** BEGIN Text to read **

Penn, of course, is the talkative tall one with the trademark goatee and the single red fingernail. Teller is the silent little one, with the all-too-knowing gaze. They were originally a visual echo of Laurel & Hardy, although over the years Penn has slimmed down somewhat while Teller has grown a tad fuller. Even so, the latter--who is on the other side of 65--remains excessively droll; he looks, nowadays, like a crossbreed of one of those Campbell Soup Kids with Tweedledee.

The program consists of seventeen illusion-sketches in a ninety-minute set. Highlights include "Red Ball," in which Teller works some gentle but astonishing magic with a lighter-than-air globe; "He's a Little Teapot," in which Teller indeed turns himself into a "little teapot"; and "The Vanishing Elephant," the title character of which earns one of the biggest laughs of the evening. "Close-up Magic with Little Cows" is also a delight--more comedy than magic--with one of the night's best gags, which I will not herein spoil.

** END Text to read **

■ What to do ■
- 1) Translate this sentence from the Penn & Teller review into Spanish: "The program consists of seventeen illusion-sketches in a ninety-minute set."
- 2) Answer these questions from the Penn & Teller review:
(a) What does Penn have on one finger?
(b) How many illusion-sketches make up the program?
(c) In which sketch does the title character earn one of the biggest laughs of the evening?
- 3) Carry on the Penn & Teller review from where it stops.

** BEGIN Data **

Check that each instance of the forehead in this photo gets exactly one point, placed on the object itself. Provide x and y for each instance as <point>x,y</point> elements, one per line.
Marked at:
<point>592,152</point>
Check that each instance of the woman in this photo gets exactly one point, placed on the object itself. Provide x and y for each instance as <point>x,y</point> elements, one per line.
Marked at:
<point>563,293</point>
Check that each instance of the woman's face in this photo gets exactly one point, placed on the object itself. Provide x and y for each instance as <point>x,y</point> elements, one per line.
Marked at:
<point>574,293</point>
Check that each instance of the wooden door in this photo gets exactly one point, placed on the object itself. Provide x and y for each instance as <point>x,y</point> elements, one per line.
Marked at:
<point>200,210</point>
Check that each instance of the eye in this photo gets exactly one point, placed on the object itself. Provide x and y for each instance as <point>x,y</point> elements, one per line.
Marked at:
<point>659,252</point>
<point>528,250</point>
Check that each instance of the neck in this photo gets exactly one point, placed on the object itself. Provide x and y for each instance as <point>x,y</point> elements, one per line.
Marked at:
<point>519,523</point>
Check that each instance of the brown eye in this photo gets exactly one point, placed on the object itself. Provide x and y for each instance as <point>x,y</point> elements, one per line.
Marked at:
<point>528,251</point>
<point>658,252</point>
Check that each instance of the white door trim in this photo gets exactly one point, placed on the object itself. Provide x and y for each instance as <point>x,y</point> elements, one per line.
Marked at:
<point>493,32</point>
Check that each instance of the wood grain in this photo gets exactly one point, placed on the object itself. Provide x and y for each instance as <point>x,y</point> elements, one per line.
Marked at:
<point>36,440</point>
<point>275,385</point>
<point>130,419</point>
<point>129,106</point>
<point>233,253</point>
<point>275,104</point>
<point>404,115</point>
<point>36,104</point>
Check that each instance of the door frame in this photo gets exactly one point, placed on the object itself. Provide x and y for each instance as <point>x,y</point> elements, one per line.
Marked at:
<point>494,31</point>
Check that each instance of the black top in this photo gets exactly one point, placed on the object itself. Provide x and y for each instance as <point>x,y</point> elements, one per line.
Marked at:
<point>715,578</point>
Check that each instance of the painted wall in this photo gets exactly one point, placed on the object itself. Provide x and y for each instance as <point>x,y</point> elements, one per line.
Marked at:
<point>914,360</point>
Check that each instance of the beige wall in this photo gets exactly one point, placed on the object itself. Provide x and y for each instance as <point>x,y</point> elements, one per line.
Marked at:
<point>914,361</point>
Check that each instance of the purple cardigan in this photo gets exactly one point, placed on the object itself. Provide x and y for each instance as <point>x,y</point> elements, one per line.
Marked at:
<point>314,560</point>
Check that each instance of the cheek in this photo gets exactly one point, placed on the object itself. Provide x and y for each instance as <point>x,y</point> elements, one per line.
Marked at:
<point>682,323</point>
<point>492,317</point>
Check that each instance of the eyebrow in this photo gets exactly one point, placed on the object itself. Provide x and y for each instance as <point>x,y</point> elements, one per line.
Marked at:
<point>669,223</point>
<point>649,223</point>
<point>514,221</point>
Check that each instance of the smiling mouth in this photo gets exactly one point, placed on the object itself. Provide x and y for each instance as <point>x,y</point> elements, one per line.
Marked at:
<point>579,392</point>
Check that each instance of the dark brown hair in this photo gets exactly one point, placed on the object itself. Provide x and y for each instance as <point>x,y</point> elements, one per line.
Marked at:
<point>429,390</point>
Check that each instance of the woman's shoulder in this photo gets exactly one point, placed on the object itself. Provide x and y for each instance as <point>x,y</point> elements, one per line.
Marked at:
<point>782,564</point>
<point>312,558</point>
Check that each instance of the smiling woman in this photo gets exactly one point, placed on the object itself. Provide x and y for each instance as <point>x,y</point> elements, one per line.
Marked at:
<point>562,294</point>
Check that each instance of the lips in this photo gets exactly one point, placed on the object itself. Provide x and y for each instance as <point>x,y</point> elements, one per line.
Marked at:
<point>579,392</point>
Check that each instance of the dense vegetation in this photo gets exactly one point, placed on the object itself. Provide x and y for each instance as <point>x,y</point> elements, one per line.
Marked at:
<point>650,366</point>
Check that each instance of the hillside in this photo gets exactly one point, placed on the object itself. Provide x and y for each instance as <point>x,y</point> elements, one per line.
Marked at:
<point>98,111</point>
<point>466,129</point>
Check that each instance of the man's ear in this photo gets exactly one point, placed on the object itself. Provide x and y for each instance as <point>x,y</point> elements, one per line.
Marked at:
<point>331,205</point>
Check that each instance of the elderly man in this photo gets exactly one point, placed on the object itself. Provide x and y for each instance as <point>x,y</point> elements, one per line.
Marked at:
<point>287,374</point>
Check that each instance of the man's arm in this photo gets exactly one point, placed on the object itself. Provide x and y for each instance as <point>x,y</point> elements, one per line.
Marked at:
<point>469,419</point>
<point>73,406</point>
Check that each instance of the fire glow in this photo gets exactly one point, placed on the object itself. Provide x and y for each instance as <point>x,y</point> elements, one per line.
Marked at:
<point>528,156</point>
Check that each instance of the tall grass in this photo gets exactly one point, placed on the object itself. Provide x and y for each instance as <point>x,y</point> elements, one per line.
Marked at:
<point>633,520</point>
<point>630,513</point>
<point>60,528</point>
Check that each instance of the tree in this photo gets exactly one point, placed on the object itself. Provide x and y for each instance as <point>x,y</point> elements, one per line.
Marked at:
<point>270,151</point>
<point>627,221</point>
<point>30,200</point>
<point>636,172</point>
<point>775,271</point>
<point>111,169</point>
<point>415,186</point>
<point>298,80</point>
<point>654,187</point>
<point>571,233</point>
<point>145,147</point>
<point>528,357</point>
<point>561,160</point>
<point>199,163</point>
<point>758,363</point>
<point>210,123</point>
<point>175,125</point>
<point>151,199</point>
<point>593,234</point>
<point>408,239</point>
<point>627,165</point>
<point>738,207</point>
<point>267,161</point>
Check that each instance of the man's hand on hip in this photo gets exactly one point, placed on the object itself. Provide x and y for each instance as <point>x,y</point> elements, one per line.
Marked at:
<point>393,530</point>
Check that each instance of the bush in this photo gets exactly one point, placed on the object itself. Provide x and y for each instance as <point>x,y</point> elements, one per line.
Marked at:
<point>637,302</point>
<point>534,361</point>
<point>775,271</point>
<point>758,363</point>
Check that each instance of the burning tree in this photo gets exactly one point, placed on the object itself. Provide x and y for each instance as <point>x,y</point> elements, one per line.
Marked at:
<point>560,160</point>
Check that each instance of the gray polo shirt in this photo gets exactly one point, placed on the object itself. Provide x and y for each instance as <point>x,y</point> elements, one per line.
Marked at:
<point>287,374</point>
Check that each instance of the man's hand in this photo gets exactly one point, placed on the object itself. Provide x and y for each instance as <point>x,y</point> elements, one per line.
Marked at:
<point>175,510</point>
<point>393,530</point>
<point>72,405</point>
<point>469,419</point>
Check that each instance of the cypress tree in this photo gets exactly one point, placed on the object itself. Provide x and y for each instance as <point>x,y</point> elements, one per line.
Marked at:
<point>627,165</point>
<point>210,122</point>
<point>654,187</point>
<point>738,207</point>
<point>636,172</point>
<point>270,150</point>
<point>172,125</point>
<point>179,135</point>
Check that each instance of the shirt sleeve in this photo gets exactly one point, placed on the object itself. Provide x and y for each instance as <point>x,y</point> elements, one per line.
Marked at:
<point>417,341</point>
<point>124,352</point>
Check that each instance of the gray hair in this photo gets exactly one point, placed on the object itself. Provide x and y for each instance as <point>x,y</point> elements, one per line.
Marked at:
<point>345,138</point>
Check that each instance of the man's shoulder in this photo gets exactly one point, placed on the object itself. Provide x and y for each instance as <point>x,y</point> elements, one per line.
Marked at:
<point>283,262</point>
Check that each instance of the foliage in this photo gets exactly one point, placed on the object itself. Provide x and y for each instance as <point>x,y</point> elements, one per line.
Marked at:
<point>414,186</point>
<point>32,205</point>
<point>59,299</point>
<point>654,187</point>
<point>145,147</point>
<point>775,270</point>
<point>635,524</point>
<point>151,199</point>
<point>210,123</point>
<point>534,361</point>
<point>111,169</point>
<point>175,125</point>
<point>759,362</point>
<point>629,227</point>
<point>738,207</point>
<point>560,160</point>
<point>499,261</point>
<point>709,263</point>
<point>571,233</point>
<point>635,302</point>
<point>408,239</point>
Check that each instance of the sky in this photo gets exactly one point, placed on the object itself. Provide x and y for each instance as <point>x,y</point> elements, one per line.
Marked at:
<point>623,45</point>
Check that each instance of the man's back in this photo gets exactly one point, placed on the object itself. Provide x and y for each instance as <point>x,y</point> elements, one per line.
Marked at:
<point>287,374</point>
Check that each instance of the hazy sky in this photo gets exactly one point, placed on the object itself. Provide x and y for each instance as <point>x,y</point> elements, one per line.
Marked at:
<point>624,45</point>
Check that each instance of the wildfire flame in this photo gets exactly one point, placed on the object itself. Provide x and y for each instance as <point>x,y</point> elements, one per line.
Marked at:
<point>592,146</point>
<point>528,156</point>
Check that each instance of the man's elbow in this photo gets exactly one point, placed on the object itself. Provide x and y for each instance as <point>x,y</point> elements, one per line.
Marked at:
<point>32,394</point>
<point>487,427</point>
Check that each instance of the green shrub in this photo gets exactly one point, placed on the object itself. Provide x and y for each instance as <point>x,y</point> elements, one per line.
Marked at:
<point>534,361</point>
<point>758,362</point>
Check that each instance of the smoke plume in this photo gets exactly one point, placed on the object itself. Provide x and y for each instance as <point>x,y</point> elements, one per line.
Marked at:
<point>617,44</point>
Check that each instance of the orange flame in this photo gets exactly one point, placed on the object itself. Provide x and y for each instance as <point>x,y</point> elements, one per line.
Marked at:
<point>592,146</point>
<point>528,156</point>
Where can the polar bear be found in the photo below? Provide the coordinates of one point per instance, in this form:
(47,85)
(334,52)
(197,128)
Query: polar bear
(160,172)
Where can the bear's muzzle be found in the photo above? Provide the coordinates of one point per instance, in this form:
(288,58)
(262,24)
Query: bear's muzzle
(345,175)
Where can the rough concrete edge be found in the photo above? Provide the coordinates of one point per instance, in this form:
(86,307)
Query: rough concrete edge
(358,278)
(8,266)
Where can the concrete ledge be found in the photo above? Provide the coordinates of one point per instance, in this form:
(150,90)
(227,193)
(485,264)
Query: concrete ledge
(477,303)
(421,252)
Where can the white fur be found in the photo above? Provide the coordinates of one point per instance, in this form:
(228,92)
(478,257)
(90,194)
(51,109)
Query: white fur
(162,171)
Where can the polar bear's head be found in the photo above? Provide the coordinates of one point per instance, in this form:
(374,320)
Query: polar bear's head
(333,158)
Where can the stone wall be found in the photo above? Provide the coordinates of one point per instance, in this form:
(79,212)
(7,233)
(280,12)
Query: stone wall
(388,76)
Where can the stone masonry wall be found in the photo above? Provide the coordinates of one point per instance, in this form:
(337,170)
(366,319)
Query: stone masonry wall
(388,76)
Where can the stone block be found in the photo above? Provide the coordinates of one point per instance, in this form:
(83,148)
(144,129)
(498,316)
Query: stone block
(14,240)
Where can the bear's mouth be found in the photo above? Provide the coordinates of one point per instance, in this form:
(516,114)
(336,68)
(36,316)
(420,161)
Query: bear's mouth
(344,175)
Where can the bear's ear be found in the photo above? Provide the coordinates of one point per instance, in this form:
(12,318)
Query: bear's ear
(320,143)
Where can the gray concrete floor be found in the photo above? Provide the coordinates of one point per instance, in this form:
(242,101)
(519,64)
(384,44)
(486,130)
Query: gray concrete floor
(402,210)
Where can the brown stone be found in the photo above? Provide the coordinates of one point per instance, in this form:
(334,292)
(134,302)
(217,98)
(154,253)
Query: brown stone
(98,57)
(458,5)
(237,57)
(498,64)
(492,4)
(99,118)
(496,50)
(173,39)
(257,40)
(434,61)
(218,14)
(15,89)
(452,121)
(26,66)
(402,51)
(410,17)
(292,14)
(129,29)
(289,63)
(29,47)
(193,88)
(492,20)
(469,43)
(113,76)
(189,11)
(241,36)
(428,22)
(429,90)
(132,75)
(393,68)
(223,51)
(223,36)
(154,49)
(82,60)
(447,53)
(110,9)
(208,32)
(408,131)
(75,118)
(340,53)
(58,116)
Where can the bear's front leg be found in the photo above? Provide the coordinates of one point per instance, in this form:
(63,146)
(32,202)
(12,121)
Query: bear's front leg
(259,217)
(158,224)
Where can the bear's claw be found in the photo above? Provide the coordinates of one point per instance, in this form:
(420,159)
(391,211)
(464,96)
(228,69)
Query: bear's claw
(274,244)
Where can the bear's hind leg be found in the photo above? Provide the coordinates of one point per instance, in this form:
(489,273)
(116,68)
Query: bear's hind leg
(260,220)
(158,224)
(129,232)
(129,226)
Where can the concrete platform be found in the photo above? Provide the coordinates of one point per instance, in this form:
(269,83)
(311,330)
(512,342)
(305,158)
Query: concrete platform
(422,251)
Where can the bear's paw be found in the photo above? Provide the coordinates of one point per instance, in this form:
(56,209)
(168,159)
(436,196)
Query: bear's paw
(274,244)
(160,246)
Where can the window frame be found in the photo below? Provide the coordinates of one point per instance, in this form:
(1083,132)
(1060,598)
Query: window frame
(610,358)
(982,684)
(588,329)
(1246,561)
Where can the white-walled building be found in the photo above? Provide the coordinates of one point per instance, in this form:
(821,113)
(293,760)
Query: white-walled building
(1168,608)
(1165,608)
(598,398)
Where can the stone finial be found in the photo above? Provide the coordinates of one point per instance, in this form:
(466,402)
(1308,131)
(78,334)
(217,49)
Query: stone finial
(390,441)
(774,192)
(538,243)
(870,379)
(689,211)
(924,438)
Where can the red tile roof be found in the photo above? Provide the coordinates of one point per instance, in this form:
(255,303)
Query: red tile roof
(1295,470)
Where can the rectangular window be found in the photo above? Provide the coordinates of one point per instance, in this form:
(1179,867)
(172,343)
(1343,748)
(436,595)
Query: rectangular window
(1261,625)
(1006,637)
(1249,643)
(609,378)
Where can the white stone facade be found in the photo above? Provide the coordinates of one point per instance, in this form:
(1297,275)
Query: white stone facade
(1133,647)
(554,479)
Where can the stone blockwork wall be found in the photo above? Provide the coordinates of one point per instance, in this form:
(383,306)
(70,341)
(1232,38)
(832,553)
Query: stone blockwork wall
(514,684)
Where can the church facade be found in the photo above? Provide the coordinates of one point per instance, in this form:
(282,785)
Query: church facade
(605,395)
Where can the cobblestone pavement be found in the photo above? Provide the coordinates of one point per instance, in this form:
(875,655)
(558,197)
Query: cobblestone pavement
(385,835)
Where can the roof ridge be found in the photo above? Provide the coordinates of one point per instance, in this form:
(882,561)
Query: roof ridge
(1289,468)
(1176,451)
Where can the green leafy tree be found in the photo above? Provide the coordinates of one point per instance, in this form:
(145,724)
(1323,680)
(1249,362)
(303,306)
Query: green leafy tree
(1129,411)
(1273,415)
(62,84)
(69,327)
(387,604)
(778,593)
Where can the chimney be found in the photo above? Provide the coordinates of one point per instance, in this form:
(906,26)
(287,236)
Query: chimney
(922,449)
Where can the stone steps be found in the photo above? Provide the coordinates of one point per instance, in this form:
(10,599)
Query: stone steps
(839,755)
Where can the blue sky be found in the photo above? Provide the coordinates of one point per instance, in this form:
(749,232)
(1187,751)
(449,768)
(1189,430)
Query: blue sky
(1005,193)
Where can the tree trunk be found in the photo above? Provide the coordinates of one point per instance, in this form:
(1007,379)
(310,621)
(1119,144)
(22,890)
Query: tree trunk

** END Data **

■ Written responses ■
- 1) El programa consta de diecisiete sketches de ilusionismo en una función de noventa minutos.

- 2)
(a) A single red fingernail.
(b) Seventeen.
(c) "The Vanishing Elephant."

- 3)
I will relay, though, that Teller does actually talk; this, courtesy of my playgoing companion, who was called onstage for the goldfish-in-a-bowl trick. While performing silently, Teller told her sotto voce when to sit and what to do, as well as offering gentlemanly praise for her contribution. (She also told me that she was picked out of the audience and levitated the night she saw their first New York show, at the Westside Arts/Downstairs in 1985--which suggests that the boys and their "Director of Covert Operations" have a method of casing the joint for suitable victims.)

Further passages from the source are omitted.